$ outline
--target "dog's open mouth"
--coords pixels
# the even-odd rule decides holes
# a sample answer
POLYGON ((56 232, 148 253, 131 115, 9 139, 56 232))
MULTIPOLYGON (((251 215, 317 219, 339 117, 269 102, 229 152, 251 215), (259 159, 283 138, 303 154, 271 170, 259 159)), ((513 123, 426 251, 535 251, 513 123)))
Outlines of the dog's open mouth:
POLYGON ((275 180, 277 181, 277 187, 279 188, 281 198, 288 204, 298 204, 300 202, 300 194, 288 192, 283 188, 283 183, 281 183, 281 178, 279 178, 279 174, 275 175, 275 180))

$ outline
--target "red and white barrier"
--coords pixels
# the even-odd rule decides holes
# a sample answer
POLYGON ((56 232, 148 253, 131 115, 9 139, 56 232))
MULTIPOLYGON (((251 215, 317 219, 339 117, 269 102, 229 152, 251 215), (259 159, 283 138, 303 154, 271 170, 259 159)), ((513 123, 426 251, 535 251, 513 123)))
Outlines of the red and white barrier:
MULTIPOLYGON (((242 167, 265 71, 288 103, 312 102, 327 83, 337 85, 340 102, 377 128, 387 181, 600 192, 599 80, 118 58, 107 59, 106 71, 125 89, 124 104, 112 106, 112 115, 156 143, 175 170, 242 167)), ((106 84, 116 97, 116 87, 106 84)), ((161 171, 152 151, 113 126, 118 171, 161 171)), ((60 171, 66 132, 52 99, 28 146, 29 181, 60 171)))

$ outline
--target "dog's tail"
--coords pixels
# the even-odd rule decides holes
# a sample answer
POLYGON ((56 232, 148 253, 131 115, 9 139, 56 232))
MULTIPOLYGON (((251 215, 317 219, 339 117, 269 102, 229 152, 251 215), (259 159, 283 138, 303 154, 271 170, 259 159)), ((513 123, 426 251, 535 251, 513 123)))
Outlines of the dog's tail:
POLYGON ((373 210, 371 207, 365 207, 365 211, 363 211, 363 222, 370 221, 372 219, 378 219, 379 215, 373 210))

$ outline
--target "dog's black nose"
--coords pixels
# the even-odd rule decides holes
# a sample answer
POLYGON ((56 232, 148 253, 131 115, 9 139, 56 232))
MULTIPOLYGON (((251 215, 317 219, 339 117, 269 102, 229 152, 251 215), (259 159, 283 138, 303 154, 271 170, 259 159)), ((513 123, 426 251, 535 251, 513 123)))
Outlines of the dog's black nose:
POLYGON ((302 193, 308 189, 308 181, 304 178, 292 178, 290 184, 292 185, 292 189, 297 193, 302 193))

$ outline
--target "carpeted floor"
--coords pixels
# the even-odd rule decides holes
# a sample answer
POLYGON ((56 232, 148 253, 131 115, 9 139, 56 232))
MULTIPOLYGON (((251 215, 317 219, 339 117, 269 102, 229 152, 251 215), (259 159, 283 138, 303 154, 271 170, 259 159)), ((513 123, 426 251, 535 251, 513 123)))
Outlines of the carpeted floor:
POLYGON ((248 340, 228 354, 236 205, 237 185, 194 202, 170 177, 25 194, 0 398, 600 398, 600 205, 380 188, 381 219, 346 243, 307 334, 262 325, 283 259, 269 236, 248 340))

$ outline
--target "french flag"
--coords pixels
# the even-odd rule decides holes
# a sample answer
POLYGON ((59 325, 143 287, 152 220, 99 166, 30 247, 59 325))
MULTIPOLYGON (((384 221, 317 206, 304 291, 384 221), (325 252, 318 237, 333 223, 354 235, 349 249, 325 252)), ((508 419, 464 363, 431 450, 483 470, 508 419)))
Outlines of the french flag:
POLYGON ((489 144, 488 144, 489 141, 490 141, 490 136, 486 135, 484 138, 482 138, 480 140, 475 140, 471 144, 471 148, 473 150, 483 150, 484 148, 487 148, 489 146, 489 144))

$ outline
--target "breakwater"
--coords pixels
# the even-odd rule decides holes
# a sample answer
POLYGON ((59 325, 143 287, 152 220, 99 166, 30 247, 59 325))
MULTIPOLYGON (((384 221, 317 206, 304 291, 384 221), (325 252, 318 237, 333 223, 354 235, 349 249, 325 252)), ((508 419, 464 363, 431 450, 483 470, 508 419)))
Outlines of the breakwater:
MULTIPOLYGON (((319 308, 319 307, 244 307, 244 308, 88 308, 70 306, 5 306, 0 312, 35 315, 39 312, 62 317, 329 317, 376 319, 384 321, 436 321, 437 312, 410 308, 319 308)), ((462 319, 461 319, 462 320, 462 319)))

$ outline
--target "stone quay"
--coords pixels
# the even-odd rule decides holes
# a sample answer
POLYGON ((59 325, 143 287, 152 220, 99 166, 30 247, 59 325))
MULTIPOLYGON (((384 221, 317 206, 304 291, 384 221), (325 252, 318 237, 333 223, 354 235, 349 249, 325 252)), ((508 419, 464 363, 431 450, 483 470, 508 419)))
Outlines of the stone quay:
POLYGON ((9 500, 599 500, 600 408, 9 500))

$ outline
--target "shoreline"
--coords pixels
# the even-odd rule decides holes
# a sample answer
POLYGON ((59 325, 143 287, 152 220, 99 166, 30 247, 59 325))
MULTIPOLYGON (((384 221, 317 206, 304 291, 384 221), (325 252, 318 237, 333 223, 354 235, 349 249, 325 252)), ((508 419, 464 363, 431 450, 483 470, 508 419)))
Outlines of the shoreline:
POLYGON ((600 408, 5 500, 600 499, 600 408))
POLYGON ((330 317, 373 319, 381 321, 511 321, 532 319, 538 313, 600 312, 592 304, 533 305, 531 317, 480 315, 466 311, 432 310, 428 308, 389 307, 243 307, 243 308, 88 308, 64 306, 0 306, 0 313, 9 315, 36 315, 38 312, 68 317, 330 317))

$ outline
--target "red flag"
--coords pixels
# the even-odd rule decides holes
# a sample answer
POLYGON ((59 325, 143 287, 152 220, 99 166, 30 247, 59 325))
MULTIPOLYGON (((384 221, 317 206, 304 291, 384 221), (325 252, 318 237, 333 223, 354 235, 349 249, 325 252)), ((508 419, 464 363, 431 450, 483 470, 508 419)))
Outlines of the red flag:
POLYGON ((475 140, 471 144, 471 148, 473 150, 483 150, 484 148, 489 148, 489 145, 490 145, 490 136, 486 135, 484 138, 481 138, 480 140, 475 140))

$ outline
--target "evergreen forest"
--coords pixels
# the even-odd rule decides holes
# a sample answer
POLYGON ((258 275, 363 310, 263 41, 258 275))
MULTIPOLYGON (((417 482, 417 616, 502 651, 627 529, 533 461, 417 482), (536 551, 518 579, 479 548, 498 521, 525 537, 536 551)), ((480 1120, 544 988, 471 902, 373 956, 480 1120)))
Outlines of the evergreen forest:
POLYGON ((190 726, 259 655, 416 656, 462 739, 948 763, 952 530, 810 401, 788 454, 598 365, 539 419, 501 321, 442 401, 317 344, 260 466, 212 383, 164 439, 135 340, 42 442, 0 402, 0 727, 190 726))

★ ★ ★

Problem statement
Please edit all the items above so that "even-odd" becomes "nonzero" wherever it appears. Change nothing else.

Output for this task
$ outline
--target "dog's open mouth"
--coords pixels
# the nonzero rule decides holes
# a sample answer
POLYGON ((56 232, 148 253, 131 115, 9 139, 56 232))
MULTIPOLYGON (((251 215, 317 219, 339 117, 269 102, 229 152, 251 215), (259 159, 283 138, 303 154, 271 170, 259 159)), ((513 123, 426 251, 535 251, 513 123)))
Outlines of the dog's open mouth:
POLYGON ((275 180, 277 181, 277 187, 279 188, 281 198, 288 204, 298 204, 300 202, 300 194, 288 192, 283 188, 283 183, 281 183, 281 178, 279 178, 279 174, 275 175, 275 180))

$ outline
--target "red and white barrier"
--coords pixels
# the nonzero rule decides holes
# a sample answer
POLYGON ((56 232, 148 253, 131 115, 9 139, 56 232))
MULTIPOLYGON (((251 215, 317 219, 339 117, 269 102, 229 152, 251 215), (259 159, 283 138, 303 154, 271 170, 259 159)), ((513 123, 426 251, 535 251, 513 123)))
Outlines of the red and white barrier:
MULTIPOLYGON (((242 167, 265 71, 288 103, 312 102, 327 83, 337 85, 340 102, 377 128, 387 181, 600 192, 599 80, 118 58, 107 59, 106 71, 125 89, 124 104, 112 106, 112 115, 156 143, 175 170, 242 167)), ((106 84, 116 97, 116 87, 106 84)), ((161 171, 152 151, 113 126, 118 171, 161 171)), ((60 171, 66 132, 52 99, 28 146, 29 181, 60 171)))

$ outline
--target "dog's tail"
--coords pixels
# the nonzero rule decides holes
# a sample answer
POLYGON ((56 232, 148 253, 131 115, 9 139, 56 232))
MULTIPOLYGON (((251 215, 317 219, 339 117, 269 102, 229 152, 251 215), (259 159, 283 138, 303 154, 271 170, 259 159)), ((513 123, 426 251, 535 251, 513 123)))
Outlines of the dog's tail:
POLYGON ((373 210, 371 207, 365 207, 365 211, 363 211, 363 222, 370 221, 372 219, 378 219, 379 215, 373 210))

$ outline
--target "dog's black nose"
--coords pixels
# the nonzero rule decides holes
# a sample answer
POLYGON ((56 232, 148 253, 131 115, 9 139, 56 232))
MULTIPOLYGON (((251 215, 317 219, 339 117, 269 102, 229 152, 251 215), (259 159, 283 138, 303 154, 271 170, 259 159)), ((513 123, 426 251, 535 251, 513 123)))
Outlines of the dog's black nose:
POLYGON ((302 193, 308 189, 308 181, 304 178, 292 178, 290 184, 292 185, 292 189, 297 193, 302 193))

$ outline
--target "carpeted floor"
--coords pixels
# the nonzero rule decides holes
# a sample answer
POLYGON ((56 232, 148 253, 131 115, 9 139, 56 232))
MULTIPOLYGON (((251 215, 317 219, 339 117, 269 102, 229 152, 251 215), (259 159, 283 138, 303 154, 271 170, 259 159)), ((513 123, 426 251, 535 251, 513 123)))
Outlines of the carpeted floor:
POLYGON ((248 340, 228 354, 236 205, 237 185, 194 202, 170 177, 25 194, 0 398, 600 398, 600 205, 380 188, 381 219, 346 243, 307 334, 262 325, 283 259, 269 236, 248 340))

$ outline
--target "french flag"
--coords pixels
# the nonzero rule decides holes
# a sample answer
POLYGON ((59 325, 143 287, 152 220, 99 166, 30 247, 59 325))
MULTIPOLYGON (((384 221, 317 206, 304 291, 384 221), (325 252, 318 237, 333 223, 354 235, 349 249, 325 252)), ((508 419, 464 363, 431 450, 483 470, 508 419)))
Outlines of the french flag:
POLYGON ((489 144, 488 144, 489 141, 490 141, 490 136, 486 135, 484 138, 482 138, 480 140, 475 140, 471 144, 471 148, 473 150, 483 150, 484 148, 487 148, 489 146, 489 144))

$ outline
--target "breakwater"
--coords pixels
# the nonzero rule decides holes
# a sample answer
POLYGON ((59 325, 143 287, 152 220, 99 166, 30 247, 59 325))
MULTIPOLYGON (((384 221, 317 206, 304 291, 384 221), (325 252, 318 237, 333 223, 354 235, 349 249, 325 252)), ((508 419, 464 363, 431 450, 483 470, 508 419)))
Outlines of the breakwater:
MULTIPOLYGON (((319 308, 319 307, 244 307, 244 308, 88 308, 70 306, 5 306, 0 312, 35 315, 39 312, 62 317, 329 317, 376 319, 384 321, 436 321, 437 312, 410 308, 319 308)), ((462 319, 461 319, 462 320, 462 319)))

$ outline
--target "stone quay"
--coords pixels
# the nonzero rule decides holes
# a sample answer
POLYGON ((59 325, 143 287, 152 220, 99 166, 30 247, 59 325))
MULTIPOLYGON (((384 221, 317 206, 304 291, 384 221), (325 252, 318 237, 333 223, 354 235, 349 249, 325 252)), ((508 419, 464 363, 431 450, 483 470, 508 419)))
Outlines of the stone quay:
POLYGON ((9 500, 599 500, 600 408, 9 500))

$ outline
--target "shoreline"
--coords pixels
# the nonzero rule decides holes
# a sample answer
POLYGON ((59 325, 143 287, 152 220, 99 166, 30 247, 59 325))
MULTIPOLYGON (((384 221, 317 206, 304 291, 384 221), (325 252, 318 237, 333 223, 354 235, 349 249, 325 252)), ((508 419, 464 363, 431 450, 483 470, 508 419)))
Outlines of the shoreline:
POLYGON ((600 408, 5 500, 600 499, 600 408))
POLYGON ((330 317, 373 319, 381 321, 511 321, 532 319, 538 313, 600 312, 592 304, 533 305, 531 317, 480 315, 466 311, 432 310, 428 308, 389 307, 243 307, 243 308, 88 308, 64 306, 0 306, 0 313, 9 315, 36 315, 38 312, 68 317, 330 317))

$ outline
--target "red flag"
--coords pixels
# the nonzero rule decides holes
# a sample answer
POLYGON ((59 325, 143 287, 152 220, 99 166, 30 247, 59 325))
MULTIPOLYGON (((384 221, 317 206, 304 291, 384 221), (325 252, 318 237, 333 223, 354 235, 349 249, 325 252)), ((508 419, 464 363, 431 450, 483 470, 508 419)))
Outlines of the red flag:
POLYGON ((475 140, 471 144, 471 148, 473 150, 483 150, 484 148, 489 148, 489 145, 490 145, 490 136, 486 135, 484 138, 481 138, 480 140, 475 140))

$ outline
--target "evergreen forest"
--coords pixels
# the nonzero rule decides holes
# a sample answer
POLYGON ((258 275, 363 310, 263 41, 258 275))
MULTIPOLYGON (((417 482, 417 616, 502 651, 627 529, 533 461, 417 482), (536 551, 518 579, 479 548, 498 521, 525 537, 536 551)), ((480 1120, 544 988, 471 902, 373 956, 480 1120)))
Outlines of the evergreen forest:
POLYGON ((190 726, 259 655, 416 656, 462 739, 948 763, 952 530, 810 401, 788 454, 598 365, 539 419, 501 321, 442 401, 317 344, 260 466, 212 383, 164 439, 135 340, 42 442, 0 402, 0 727, 190 726))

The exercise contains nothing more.